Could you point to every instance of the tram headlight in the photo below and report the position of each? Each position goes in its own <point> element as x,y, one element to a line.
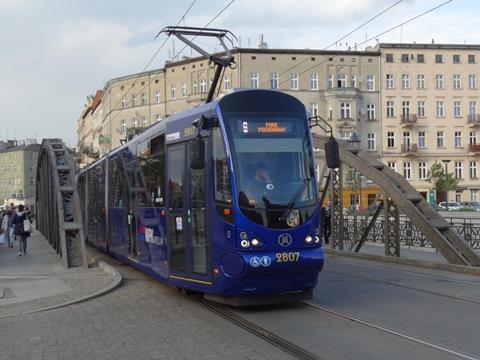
<point>256,242</point>
<point>245,243</point>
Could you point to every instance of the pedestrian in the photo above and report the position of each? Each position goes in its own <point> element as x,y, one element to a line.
<point>7,228</point>
<point>21,223</point>
<point>326,219</point>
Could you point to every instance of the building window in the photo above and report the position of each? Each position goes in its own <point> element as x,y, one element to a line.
<point>458,169</point>
<point>472,109</point>
<point>390,109</point>
<point>420,81</point>
<point>473,169</point>
<point>407,170</point>
<point>354,81</point>
<point>422,170</point>
<point>458,139</point>
<point>405,81</point>
<point>203,86</point>
<point>457,82</point>
<point>274,81</point>
<point>390,139</point>
<point>474,195</point>
<point>370,82</point>
<point>370,111</point>
<point>472,81</point>
<point>473,137</point>
<point>392,165</point>
<point>421,140</point>
<point>313,83</point>
<point>440,109</point>
<point>439,82</point>
<point>440,142</point>
<point>227,85</point>
<point>457,109</point>
<point>341,80</point>
<point>254,80</point>
<point>421,109</point>
<point>184,90</point>
<point>293,81</point>
<point>390,81</point>
<point>371,141</point>
<point>345,110</point>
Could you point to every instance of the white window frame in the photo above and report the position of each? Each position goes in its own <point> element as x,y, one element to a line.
<point>313,83</point>
<point>294,81</point>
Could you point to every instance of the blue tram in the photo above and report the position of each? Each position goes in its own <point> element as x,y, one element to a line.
<point>219,199</point>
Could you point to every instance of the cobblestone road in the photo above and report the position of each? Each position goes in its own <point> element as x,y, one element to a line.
<point>143,319</point>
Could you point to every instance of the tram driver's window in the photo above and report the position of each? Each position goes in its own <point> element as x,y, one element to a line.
<point>152,171</point>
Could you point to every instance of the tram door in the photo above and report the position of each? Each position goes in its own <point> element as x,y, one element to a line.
<point>186,218</point>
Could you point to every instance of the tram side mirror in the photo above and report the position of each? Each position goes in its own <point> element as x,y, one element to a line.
<point>332,154</point>
<point>197,154</point>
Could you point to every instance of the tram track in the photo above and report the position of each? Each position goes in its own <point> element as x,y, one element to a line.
<point>450,351</point>
<point>391,283</point>
<point>256,330</point>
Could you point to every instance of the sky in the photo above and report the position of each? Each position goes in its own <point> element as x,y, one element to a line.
<point>54,53</point>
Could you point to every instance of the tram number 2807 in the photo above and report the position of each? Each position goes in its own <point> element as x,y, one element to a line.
<point>287,256</point>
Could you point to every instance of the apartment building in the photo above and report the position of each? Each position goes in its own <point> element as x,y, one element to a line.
<point>18,167</point>
<point>429,99</point>
<point>340,86</point>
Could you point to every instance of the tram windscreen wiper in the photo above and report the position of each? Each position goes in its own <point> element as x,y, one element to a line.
<point>294,198</point>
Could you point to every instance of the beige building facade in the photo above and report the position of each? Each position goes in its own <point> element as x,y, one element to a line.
<point>18,167</point>
<point>430,105</point>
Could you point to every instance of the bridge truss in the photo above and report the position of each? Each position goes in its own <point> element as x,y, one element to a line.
<point>57,203</point>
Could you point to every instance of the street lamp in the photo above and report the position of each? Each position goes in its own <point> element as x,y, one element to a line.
<point>354,143</point>
<point>445,161</point>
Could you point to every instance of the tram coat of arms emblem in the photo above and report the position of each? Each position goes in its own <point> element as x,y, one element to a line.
<point>293,218</point>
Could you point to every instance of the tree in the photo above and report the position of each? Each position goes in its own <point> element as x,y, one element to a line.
<point>436,176</point>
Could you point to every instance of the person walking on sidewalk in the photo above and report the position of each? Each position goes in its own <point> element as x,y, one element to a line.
<point>7,228</point>
<point>21,223</point>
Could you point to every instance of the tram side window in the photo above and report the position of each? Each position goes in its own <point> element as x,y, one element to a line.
<point>151,176</point>
<point>223,189</point>
<point>118,196</point>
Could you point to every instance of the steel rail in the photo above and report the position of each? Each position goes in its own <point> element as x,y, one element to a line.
<point>450,351</point>
<point>256,330</point>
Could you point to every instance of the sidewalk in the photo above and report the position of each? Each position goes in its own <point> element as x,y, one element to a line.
<point>38,281</point>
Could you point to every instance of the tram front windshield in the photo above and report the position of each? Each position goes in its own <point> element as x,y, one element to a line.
<point>273,164</point>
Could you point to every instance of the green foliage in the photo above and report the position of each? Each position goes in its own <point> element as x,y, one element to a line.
<point>436,176</point>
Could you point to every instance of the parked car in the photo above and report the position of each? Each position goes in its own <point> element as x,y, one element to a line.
<point>451,205</point>
<point>472,205</point>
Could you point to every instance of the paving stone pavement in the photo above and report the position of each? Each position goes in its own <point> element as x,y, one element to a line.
<point>38,280</point>
<point>142,319</point>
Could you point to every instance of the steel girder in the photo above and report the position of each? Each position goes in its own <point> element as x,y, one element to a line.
<point>57,203</point>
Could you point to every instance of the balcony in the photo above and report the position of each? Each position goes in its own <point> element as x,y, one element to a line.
<point>474,148</point>
<point>474,120</point>
<point>408,120</point>
<point>409,149</point>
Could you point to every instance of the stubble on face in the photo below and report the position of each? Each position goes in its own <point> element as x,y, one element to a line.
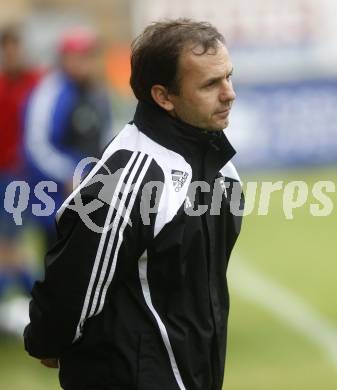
<point>205,92</point>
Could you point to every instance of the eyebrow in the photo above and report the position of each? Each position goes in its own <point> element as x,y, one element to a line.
<point>216,79</point>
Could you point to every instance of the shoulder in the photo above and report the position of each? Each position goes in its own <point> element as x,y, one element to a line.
<point>133,140</point>
<point>229,171</point>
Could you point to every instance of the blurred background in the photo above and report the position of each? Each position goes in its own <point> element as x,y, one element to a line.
<point>282,276</point>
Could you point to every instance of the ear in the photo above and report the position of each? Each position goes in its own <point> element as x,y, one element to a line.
<point>161,97</point>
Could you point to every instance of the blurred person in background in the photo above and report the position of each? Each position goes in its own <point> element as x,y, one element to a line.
<point>17,80</point>
<point>68,117</point>
<point>138,298</point>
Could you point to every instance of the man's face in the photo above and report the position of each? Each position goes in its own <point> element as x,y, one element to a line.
<point>81,67</point>
<point>205,88</point>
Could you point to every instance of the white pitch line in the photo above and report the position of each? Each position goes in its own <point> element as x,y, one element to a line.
<point>284,304</point>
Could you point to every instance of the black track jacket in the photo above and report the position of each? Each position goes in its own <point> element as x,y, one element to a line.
<point>143,303</point>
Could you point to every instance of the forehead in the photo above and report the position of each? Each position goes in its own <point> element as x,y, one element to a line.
<point>195,65</point>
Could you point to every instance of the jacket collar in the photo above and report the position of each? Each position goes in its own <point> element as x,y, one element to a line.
<point>181,137</point>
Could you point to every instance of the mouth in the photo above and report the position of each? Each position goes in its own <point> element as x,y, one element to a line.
<point>223,113</point>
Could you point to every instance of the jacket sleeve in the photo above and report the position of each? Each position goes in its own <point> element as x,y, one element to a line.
<point>81,267</point>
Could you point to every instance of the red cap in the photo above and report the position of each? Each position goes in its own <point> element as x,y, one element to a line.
<point>77,40</point>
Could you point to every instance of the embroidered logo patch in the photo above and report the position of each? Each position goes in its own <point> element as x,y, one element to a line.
<point>179,178</point>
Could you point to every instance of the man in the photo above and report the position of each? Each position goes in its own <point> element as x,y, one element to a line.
<point>68,117</point>
<point>17,80</point>
<point>143,303</point>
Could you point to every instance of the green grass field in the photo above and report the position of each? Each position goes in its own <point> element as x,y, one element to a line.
<point>267,348</point>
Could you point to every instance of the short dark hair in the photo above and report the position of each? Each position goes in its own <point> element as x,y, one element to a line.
<point>155,53</point>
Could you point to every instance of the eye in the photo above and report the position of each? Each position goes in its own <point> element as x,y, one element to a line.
<point>211,84</point>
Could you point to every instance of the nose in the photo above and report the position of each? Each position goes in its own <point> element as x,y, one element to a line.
<point>227,92</point>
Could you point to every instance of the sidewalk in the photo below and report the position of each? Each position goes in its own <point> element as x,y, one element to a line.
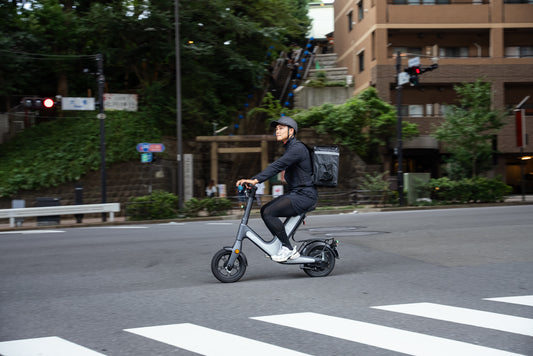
<point>69,221</point>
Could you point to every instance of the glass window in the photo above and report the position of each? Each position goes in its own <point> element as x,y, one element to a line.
<point>453,52</point>
<point>416,110</point>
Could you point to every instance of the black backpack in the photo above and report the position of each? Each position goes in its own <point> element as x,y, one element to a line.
<point>325,162</point>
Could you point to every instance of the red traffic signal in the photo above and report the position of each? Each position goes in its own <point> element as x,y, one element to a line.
<point>36,103</point>
<point>48,103</point>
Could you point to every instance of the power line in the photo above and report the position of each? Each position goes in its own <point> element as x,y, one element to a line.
<point>48,57</point>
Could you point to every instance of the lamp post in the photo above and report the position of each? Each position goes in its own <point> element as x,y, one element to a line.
<point>399,148</point>
<point>178,107</point>
<point>101,116</point>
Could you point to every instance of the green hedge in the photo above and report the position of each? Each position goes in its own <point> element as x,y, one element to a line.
<point>468,190</point>
<point>163,205</point>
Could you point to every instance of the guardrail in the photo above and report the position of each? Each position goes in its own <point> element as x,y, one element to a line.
<point>11,214</point>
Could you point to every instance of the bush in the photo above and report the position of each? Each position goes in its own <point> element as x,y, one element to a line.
<point>214,206</point>
<point>475,190</point>
<point>217,206</point>
<point>158,205</point>
<point>193,206</point>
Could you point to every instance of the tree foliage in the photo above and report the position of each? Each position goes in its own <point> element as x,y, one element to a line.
<point>226,47</point>
<point>363,123</point>
<point>468,130</point>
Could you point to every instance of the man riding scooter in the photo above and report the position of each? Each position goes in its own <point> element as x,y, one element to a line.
<point>301,196</point>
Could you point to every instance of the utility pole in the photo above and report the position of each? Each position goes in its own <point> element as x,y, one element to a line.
<point>399,148</point>
<point>178,107</point>
<point>101,81</point>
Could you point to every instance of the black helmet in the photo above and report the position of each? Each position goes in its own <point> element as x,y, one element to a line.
<point>287,121</point>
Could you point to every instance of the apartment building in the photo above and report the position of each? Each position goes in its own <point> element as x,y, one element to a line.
<point>487,39</point>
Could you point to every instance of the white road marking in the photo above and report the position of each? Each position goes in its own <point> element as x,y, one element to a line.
<point>522,300</point>
<point>44,346</point>
<point>483,319</point>
<point>28,232</point>
<point>210,342</point>
<point>398,340</point>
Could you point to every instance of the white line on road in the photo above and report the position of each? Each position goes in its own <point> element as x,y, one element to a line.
<point>27,232</point>
<point>398,340</point>
<point>44,346</point>
<point>483,319</point>
<point>522,300</point>
<point>210,342</point>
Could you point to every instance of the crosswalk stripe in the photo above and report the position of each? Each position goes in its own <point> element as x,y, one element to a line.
<point>508,323</point>
<point>28,232</point>
<point>44,346</point>
<point>522,299</point>
<point>398,340</point>
<point>210,342</point>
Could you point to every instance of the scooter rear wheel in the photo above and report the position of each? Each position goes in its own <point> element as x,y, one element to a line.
<point>324,267</point>
<point>223,274</point>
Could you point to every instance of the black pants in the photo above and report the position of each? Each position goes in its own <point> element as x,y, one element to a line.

——

Work request: Word for word, please return the lines from the one containing "Could you point to every instance of the white road" through the end of the listing, both ends included, and nothing else.

Answer below:
Could you point to every instance of the white road marking in the photo above and report the position of each? Each position goes in its own <point> element as x,y, one element to a line.
<point>522,300</point>
<point>44,346</point>
<point>483,319</point>
<point>28,232</point>
<point>210,342</point>
<point>398,340</point>
Could you point to every instance of the white line on road in the photo above and report the position of each? Each position goes in its own <point> element as x,y, one element to a line.
<point>27,232</point>
<point>398,340</point>
<point>44,346</point>
<point>483,319</point>
<point>522,300</point>
<point>210,342</point>
Could you point to every instance of the crosswalk stripe in the photo above and report the position of each? Each position goes in its own <point> element as x,y, one element to a line.
<point>508,323</point>
<point>28,232</point>
<point>44,346</point>
<point>522,299</point>
<point>398,340</point>
<point>210,342</point>
Could you point to every instance of the scooter rear wheel in the photo above and report the position of each? Each position goes in its own <point> element as x,y, one element to a line.
<point>324,267</point>
<point>223,274</point>
Could you point to every instance of the black pants in the photo above and report the position of each? Each position goes in its own <point> element as x,y, one element to a line.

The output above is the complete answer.